● **GIVEN TASK**
Count how many lines of the material below contain the string "light". Give only the number.

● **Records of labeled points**
☆ ☆ ☆ ☆ ☆
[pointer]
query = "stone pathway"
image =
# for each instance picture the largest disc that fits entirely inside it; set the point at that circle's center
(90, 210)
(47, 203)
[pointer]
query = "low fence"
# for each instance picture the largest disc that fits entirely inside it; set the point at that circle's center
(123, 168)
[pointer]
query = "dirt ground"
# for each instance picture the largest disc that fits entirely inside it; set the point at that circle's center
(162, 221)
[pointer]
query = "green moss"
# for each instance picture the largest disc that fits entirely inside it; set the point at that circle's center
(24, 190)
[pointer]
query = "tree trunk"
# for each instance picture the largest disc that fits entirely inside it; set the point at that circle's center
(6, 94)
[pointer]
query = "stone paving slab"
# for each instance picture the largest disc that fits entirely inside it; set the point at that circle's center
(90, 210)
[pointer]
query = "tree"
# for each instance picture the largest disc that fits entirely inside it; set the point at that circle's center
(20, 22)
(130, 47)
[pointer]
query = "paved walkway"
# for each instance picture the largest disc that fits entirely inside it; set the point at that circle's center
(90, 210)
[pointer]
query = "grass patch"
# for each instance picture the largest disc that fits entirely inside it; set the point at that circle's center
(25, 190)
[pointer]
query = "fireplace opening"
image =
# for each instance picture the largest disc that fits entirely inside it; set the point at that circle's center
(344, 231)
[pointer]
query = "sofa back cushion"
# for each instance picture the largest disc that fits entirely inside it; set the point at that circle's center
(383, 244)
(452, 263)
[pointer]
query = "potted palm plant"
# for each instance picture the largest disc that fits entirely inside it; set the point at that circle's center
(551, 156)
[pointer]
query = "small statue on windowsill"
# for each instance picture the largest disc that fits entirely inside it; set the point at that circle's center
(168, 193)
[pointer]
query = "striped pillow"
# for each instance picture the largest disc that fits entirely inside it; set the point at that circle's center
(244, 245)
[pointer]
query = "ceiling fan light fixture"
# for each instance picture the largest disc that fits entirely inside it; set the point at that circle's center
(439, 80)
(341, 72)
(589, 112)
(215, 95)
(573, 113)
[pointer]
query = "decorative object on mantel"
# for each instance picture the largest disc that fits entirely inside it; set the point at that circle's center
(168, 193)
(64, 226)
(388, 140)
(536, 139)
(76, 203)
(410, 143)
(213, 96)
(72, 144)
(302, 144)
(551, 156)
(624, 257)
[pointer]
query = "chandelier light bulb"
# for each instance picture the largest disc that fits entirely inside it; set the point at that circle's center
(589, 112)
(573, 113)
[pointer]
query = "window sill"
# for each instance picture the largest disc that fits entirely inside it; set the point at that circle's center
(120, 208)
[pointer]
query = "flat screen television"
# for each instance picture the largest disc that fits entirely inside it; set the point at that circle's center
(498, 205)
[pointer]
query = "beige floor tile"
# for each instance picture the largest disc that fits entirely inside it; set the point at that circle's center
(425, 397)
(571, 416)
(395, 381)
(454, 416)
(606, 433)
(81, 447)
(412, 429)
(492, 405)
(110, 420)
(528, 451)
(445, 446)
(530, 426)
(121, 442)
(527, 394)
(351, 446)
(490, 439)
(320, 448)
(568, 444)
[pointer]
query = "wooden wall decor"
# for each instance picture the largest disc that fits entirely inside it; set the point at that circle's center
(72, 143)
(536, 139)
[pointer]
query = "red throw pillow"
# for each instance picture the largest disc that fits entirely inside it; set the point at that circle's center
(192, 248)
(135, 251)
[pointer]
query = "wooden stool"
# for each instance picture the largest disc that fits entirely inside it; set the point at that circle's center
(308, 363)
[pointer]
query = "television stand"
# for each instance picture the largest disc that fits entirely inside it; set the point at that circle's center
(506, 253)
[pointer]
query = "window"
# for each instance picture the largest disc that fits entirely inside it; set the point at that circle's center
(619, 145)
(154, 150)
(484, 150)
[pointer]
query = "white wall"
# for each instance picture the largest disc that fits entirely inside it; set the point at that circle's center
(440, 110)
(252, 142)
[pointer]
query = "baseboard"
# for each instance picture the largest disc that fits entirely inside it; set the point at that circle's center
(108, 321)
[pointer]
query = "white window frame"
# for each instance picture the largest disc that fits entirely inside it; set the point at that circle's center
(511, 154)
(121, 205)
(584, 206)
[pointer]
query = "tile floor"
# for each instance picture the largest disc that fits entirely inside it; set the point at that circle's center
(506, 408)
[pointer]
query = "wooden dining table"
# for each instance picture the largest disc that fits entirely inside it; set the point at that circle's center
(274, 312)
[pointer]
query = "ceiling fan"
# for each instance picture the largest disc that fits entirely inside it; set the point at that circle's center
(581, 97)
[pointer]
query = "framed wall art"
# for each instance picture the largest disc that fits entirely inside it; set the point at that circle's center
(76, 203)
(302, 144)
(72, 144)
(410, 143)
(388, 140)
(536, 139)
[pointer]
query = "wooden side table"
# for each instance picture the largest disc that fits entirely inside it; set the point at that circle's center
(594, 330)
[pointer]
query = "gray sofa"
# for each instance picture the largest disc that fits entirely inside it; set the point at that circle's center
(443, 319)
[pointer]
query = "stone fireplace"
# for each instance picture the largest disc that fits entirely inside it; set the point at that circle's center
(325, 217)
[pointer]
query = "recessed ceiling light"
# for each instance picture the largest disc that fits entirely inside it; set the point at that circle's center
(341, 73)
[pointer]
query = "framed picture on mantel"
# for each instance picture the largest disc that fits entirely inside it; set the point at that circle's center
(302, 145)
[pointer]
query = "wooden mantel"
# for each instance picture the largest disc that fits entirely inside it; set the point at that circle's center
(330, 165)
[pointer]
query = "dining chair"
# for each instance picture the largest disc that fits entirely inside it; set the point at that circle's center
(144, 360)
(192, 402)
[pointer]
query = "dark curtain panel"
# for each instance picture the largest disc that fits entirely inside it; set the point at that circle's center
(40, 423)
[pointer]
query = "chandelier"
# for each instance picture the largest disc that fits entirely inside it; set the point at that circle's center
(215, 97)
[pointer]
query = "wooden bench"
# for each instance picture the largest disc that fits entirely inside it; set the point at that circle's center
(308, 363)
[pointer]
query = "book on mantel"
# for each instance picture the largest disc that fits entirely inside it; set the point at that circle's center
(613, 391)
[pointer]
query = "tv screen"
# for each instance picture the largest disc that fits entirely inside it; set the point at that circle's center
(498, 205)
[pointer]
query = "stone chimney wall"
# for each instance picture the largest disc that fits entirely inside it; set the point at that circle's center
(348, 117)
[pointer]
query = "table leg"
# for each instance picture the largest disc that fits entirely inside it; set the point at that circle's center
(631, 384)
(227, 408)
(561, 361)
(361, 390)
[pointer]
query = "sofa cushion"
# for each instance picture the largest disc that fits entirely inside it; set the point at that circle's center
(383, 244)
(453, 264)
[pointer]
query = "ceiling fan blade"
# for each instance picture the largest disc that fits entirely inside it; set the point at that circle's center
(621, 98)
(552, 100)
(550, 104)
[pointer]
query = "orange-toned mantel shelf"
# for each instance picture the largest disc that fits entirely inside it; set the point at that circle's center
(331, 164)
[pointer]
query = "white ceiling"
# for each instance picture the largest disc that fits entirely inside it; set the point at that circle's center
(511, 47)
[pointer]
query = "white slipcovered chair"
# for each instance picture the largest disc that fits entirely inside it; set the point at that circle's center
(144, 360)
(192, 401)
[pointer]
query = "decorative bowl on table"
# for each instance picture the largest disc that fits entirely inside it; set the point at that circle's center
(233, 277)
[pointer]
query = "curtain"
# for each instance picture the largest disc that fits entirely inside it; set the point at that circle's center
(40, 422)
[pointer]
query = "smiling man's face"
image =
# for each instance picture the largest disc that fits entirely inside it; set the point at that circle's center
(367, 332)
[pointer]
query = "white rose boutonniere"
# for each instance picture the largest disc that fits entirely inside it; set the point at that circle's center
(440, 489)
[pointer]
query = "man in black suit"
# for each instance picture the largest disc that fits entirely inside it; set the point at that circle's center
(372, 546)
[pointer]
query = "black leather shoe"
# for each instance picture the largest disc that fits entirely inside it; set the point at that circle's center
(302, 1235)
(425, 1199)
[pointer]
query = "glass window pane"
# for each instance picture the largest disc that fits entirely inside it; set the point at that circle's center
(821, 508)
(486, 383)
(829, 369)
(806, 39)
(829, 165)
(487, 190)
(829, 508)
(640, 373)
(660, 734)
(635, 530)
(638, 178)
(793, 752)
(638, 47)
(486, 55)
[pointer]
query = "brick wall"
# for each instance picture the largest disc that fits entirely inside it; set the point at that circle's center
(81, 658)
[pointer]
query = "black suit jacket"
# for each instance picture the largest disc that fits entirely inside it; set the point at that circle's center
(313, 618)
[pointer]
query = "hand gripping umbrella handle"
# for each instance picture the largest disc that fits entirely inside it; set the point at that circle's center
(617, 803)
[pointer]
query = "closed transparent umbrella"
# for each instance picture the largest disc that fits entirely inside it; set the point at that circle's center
☆ ☆ ☆ ☆ ☆
● **ANSWER TO THE PROBLEM**
3